***** 記録

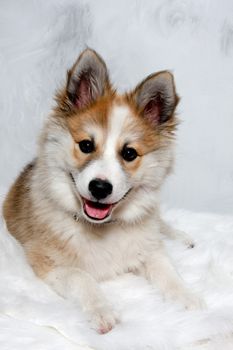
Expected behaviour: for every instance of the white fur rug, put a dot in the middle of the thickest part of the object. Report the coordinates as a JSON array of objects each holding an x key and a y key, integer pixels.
[{"x": 33, "y": 317}]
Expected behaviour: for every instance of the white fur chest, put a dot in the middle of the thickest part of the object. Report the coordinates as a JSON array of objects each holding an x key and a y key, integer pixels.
[{"x": 112, "y": 250}]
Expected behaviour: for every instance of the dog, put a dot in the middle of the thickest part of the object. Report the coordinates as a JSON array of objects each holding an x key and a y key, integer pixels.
[{"x": 87, "y": 208}]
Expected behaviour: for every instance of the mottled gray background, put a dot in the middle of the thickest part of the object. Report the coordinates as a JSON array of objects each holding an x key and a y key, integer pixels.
[{"x": 39, "y": 40}]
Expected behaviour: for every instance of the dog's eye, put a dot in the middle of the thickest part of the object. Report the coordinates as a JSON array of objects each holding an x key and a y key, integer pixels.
[
  {"x": 129, "y": 153},
  {"x": 86, "y": 146}
]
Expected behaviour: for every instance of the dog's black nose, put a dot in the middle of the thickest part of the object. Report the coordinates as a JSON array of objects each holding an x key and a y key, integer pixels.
[{"x": 100, "y": 189}]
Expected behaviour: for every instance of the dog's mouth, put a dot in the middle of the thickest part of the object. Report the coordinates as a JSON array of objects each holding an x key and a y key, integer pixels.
[{"x": 95, "y": 210}]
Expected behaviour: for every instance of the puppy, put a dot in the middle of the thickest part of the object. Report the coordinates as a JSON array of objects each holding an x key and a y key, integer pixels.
[{"x": 87, "y": 208}]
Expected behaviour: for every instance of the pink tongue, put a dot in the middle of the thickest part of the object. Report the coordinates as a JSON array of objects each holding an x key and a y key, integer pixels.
[{"x": 95, "y": 212}]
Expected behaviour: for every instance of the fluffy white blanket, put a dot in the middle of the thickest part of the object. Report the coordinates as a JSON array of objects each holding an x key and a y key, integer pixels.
[{"x": 34, "y": 317}]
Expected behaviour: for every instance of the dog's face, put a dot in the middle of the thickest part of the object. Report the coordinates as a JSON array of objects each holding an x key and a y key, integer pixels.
[{"x": 111, "y": 152}]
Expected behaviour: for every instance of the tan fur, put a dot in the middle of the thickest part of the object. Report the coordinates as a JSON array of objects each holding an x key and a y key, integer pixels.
[{"x": 43, "y": 208}]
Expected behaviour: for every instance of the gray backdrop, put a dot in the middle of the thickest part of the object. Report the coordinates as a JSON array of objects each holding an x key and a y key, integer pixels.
[{"x": 39, "y": 40}]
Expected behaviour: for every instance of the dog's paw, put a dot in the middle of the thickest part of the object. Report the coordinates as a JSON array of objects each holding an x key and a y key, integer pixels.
[
  {"x": 192, "y": 301},
  {"x": 104, "y": 319}
]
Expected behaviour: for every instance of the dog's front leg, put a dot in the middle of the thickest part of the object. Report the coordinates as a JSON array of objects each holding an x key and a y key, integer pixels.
[
  {"x": 77, "y": 285},
  {"x": 159, "y": 270}
]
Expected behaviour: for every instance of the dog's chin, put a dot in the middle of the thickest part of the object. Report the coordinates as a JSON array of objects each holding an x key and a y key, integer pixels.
[{"x": 95, "y": 212}]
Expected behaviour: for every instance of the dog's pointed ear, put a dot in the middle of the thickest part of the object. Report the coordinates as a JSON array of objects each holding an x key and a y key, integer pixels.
[
  {"x": 156, "y": 98},
  {"x": 87, "y": 79}
]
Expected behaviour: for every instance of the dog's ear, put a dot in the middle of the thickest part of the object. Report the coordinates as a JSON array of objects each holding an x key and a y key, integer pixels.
[
  {"x": 87, "y": 80},
  {"x": 155, "y": 97}
]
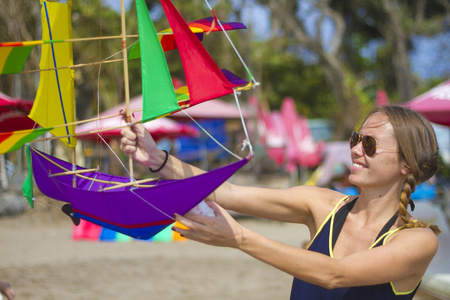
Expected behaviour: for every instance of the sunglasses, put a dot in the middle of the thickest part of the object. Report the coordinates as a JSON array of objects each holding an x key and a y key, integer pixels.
[{"x": 369, "y": 143}]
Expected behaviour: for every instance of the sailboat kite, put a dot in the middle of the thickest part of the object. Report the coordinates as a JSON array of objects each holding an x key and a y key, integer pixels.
[{"x": 138, "y": 208}]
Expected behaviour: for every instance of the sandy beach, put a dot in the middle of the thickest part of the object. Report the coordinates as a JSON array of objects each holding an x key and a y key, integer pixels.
[{"x": 40, "y": 259}]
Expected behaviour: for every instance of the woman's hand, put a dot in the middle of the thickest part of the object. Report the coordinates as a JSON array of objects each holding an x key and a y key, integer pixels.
[
  {"x": 221, "y": 230},
  {"x": 137, "y": 141}
]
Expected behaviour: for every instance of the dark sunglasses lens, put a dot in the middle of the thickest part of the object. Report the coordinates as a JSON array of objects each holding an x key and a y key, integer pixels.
[
  {"x": 354, "y": 139},
  {"x": 369, "y": 145}
]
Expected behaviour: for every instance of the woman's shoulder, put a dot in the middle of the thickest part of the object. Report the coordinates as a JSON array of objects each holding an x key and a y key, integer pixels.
[
  {"x": 422, "y": 239},
  {"x": 320, "y": 201}
]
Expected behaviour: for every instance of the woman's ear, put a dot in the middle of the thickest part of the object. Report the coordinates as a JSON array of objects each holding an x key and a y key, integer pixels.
[{"x": 405, "y": 169}]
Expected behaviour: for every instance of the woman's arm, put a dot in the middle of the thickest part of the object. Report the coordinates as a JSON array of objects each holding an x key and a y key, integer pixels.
[
  {"x": 405, "y": 256},
  {"x": 291, "y": 205}
]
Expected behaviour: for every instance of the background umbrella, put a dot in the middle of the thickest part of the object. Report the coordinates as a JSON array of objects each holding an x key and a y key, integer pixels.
[
  {"x": 434, "y": 104},
  {"x": 14, "y": 114},
  {"x": 159, "y": 128}
]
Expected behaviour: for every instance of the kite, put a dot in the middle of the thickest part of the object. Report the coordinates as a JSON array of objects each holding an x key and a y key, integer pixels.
[{"x": 137, "y": 208}]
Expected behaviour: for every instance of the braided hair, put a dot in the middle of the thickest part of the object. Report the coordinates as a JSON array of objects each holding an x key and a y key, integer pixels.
[{"x": 418, "y": 149}]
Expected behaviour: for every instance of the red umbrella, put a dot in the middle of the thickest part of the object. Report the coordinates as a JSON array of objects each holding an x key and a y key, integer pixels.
[
  {"x": 158, "y": 128},
  {"x": 434, "y": 104},
  {"x": 14, "y": 114}
]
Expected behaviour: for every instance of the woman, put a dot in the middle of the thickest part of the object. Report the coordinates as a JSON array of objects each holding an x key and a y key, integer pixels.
[{"x": 365, "y": 247}]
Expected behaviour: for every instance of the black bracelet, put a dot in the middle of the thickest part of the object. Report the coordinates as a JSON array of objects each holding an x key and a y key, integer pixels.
[{"x": 162, "y": 166}]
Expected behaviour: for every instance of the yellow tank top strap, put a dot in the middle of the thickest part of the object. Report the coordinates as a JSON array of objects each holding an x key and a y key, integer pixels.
[{"x": 329, "y": 216}]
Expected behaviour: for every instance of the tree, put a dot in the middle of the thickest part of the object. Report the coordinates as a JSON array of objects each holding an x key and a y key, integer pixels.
[{"x": 353, "y": 26}]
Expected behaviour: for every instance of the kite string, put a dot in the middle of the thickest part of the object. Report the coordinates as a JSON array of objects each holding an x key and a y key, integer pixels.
[
  {"x": 120, "y": 161},
  {"x": 232, "y": 44}
]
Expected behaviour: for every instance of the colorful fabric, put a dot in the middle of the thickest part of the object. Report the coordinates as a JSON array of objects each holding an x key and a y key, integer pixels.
[
  {"x": 138, "y": 212},
  {"x": 55, "y": 102},
  {"x": 323, "y": 243},
  {"x": 204, "y": 79},
  {"x": 27, "y": 186},
  {"x": 12, "y": 59},
  {"x": 167, "y": 39},
  {"x": 157, "y": 88},
  {"x": 11, "y": 141}
]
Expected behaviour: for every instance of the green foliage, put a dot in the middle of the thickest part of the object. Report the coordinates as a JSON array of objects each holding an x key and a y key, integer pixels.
[{"x": 285, "y": 75}]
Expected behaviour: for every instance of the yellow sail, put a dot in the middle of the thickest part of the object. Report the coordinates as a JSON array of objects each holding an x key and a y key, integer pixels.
[{"x": 55, "y": 102}]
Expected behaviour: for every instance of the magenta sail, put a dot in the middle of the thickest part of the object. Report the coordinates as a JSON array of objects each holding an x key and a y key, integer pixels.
[{"x": 140, "y": 212}]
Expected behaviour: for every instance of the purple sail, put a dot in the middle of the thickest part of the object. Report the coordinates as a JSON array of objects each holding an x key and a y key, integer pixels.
[{"x": 140, "y": 212}]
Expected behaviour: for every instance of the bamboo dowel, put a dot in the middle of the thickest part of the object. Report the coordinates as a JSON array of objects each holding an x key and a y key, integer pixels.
[
  {"x": 125, "y": 75},
  {"x": 74, "y": 66},
  {"x": 78, "y": 175},
  {"x": 41, "y": 42},
  {"x": 134, "y": 183},
  {"x": 73, "y": 172}
]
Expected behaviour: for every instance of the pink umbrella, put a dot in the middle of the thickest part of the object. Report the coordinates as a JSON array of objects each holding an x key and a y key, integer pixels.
[
  {"x": 159, "y": 128},
  {"x": 301, "y": 147},
  {"x": 434, "y": 104},
  {"x": 14, "y": 114}
]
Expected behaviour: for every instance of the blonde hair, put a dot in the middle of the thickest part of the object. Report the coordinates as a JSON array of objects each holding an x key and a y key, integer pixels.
[{"x": 418, "y": 149}]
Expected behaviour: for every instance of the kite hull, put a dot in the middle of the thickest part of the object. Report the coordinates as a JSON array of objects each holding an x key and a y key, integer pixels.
[{"x": 140, "y": 212}]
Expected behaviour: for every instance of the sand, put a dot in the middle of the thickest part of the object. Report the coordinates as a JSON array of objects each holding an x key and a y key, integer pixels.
[{"x": 41, "y": 261}]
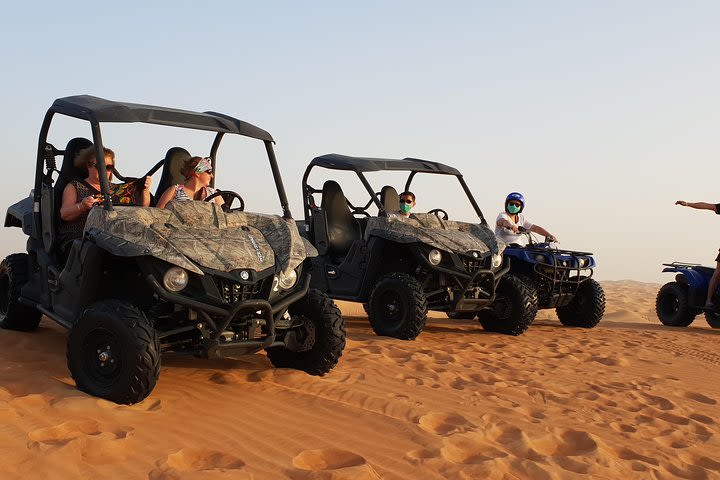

**********

課題.
上記の記録から、文字列「yellow」を含む行をすべて抜き出してください。

最終結果.
Expected behaviour: for every instance of the yellow tank top strap, put a dot in the middle of the thickest part of the object. Report the coordinates as a JSON array of objects each holding an x key and a y key, integer pixels.
Expected behaviour: for every instance of the yellow sail, put a dot in the middle of the thickest part of the object. Report the coordinates as a JSON array of objects each holding an x key and a y key, integer pixels.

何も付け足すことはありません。